**DOCUMENT TEXT:**
- - - - -

School of Engineering and Materials Science
Research Student Awards
PhD Thesis: The Influence of Microstructure on the Mechanical Behaviours of Tendons
Author: TOORANI, Shima
This study contrasts the functionally opposing, superior digital flexor (SDFT) and common digital extensor (CDET) tendons. Histology and transmission electron microscopy were used to identify significant differences in the crimp morphology and fibril arrangement of the two tendon types, whilst standard assays highlighted differences in GAG and water content. Quasi-static and viscoelastic tests were performed to determine the biomechanical response to various loading regimes and evaluate how these parameters varied between the two different tendons.
This study attempts to correlate the significant differences in mechanical properties of these tendons to compositional and structural differences. The organisation of collagen fibrils largely governs the ability of a tendon to have the appropriate strength and stiffness, allowing it to withstand stresses induced by the attached muscle. It was demonstrated that highly stressed SDFT tendons were made up of more tightly packed collagen fibrils, with greater elastic modulus to better transmit the tensile loads. In contrast, CDET tendons showed more pronounced viscoelastic behaviour, such as greater stress-relaxation response, allowing for more intricate movements. The differences in relaxation response of the two tendons made it difficult to accurately predict their behaviour using mathematical modelling. This suggests that viscoelastic relaxation of tendons is highly complex and cannot easily be captured, both between two different tendons and in the same tendon at different strain rates.
Current approaches in the design of tendon replacement scaffolds focus predominantly upon the mechanical strength and viscoelasticity should be considered in the material design in order to provide a better suited replacement, which better reflects the specific functional requirements of the site.

- - - - -

Dataset records
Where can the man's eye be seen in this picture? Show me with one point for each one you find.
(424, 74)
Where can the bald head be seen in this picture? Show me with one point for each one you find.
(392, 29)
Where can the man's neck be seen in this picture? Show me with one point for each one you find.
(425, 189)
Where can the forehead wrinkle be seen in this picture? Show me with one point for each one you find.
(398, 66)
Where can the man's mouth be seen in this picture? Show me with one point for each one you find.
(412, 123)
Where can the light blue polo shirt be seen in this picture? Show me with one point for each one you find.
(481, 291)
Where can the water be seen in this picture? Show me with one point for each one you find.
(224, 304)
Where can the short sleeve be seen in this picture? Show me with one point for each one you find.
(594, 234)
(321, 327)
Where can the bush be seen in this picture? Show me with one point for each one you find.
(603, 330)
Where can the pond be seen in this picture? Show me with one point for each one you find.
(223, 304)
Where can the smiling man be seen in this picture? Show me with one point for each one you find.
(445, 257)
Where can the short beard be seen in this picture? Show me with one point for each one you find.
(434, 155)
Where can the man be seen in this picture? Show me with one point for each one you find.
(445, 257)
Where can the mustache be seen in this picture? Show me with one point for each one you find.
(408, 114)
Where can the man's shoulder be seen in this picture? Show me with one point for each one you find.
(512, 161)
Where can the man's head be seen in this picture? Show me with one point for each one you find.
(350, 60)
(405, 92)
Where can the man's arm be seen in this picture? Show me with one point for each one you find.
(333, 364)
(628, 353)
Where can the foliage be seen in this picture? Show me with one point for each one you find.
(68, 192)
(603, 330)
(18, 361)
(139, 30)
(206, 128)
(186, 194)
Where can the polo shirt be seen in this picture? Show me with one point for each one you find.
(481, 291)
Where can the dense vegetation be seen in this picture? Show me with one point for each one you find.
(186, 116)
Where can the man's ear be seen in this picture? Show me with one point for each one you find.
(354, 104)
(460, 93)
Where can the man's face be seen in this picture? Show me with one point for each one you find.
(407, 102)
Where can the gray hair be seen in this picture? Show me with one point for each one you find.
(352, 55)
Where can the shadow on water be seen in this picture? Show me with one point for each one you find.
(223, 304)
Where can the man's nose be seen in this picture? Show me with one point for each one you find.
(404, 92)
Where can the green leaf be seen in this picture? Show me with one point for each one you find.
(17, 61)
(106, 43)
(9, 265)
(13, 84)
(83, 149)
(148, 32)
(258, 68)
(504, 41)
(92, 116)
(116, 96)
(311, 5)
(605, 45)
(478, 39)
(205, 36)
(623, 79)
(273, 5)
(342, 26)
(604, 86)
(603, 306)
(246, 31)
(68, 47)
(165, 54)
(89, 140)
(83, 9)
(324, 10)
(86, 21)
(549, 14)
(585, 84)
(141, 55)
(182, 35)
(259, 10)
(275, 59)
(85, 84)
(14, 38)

- - - - -

**ACTIONS TO TAKE:**
**1.** Which two tendons does the tendon thesis abstract contrast?
**2.** Reproduce the passage of the tendon thesis abstract that opens with the words containing "Current approaches in" and closes with "of the site.".

**RESPONSES IN ORDER:**
**1.** The superior digital flexor (SDFT) and common digital extensor (CDET) tendons.

**2.**
Current approaches in the design of tendon replacement scaffolds focus predominantly upon the mechanical strength and viscoelasticity should be considered in the material design in order to provide a better suited replacement, which better reflects the specific functional requirements of the site.